- Selected excerpt -
● ● ● ● ● ● ●

Tuesday, August 31, 2010

Teachers/ ills of society

On the August "Start a new post" Anonymous wrote:

"I am not sure if this has been posted here before. It is an insightful, witty, sad & honest piece Brock Jones wrote. He is a LA public school teacher.

"Teachers Cannot Cure the Ills Of Society"

http://www.huffingtonpost.com/brock-cohen/teachers-cannot-cure-the_b_510848.html".

18 comments:

Questioner said...
This comment has been removed by the author.
Questioner said...

(correcting typos)

So what is the best advice a teachers' academy could give the clearly well-meaning teacher who wrote this article?

Not just in general terms, like "change your thinking" but very specifically in terms of what this teacher should do to reach the students he describes.

Anonymous said...

The title says it all. "Teachers cannot change the ills of society." No one, "clearly well-meaning teachers" included, can do anything that they do not believe they can do_____there is nowhere to go after you have made that "cannot" statement_____"very specifically" or in any other terms.

Anonymous said...

Anon 12:47:

Excellent example of blaming teachers! All it takes is a word in a headline about teachers for you to diagnose the problem. If only they hadn't used that word, things would be great. Sigh. It's kind of like the think method -- if only teachers of difficult students would *think* the right things at the right time, while reading their scripted lessons, all would be well. Right?

● ● ● ● ● ● ●

- Supplied material -
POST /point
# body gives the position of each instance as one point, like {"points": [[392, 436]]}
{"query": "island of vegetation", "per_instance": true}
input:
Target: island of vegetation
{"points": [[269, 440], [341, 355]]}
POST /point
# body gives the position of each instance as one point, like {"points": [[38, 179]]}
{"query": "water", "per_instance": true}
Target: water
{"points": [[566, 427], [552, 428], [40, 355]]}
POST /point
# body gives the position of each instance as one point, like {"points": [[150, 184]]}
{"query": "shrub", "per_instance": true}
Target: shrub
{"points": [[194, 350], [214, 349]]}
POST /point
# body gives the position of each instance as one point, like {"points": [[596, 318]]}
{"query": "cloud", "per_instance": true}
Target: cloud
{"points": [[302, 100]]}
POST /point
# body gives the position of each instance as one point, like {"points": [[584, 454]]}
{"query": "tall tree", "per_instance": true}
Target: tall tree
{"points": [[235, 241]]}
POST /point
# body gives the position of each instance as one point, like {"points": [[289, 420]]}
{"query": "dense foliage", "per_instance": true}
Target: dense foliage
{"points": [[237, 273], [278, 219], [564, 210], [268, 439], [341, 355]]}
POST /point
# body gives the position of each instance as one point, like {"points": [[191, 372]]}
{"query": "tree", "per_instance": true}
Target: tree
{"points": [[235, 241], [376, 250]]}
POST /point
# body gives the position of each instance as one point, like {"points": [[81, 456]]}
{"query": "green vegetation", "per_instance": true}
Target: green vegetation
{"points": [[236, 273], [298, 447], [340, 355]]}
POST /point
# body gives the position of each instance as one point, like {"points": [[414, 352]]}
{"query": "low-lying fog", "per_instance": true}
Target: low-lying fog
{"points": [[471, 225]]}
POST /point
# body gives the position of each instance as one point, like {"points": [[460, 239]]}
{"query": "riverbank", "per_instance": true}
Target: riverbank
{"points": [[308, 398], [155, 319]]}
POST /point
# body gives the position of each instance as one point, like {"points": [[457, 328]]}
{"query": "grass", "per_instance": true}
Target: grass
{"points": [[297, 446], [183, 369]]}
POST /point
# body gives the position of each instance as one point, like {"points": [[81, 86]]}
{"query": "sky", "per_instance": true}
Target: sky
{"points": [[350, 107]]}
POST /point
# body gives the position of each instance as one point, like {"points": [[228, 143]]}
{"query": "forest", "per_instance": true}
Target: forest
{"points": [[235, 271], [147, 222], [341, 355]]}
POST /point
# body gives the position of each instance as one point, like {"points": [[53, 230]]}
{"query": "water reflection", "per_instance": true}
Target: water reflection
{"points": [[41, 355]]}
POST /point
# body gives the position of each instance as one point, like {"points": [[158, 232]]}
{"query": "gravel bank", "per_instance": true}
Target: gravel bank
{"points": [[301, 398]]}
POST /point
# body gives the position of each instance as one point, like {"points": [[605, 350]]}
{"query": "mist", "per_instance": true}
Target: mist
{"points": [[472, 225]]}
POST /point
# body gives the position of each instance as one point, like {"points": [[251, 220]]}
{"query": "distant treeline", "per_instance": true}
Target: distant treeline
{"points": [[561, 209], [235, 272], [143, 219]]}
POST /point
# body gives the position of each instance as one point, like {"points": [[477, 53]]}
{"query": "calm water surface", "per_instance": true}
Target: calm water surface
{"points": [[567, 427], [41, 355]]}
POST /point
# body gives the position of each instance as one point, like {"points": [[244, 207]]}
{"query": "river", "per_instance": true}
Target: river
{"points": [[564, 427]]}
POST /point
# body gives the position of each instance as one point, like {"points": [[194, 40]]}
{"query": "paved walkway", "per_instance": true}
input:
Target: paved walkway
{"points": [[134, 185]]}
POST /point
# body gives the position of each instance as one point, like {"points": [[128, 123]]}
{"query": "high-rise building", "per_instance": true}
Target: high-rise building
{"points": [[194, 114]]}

● ● ● ● ● ● ●

- Set of tasks -
a - In the blog post on teachers and the ills of society, why does the first Anonymous commenter believe no advice, specific or general, can help the teacher who wrote the article? Answer in one to three sentences.
b - Copy the stretch of the teachers blog post from "So what is the" through "any other terms." word for word.

- Per-task outputs -
a - The commenter says the article's title declares that teachers cannot fix society's ills, and no one can do what they do not believe they can do. Once that "cannot" statement is made, there is nowhere to go, whether in very specific or any other terms.

b -
So what is the best advice a teachers' academy could give the clearly well-meaning teacher who wrote this article?

Not just in general terms, like "change your thinking" but very specifically in terms of what this teacher should do to reach the students he describes.

Anonymous said...

The title says it all. "Teachers cannot change the ills of society." No one, "clearly well-meaning teachers" included, can do anything that they do not believe they can do_____there is nowhere to go after you have made that "cannot" statement_____"very specifically" or in any other terms.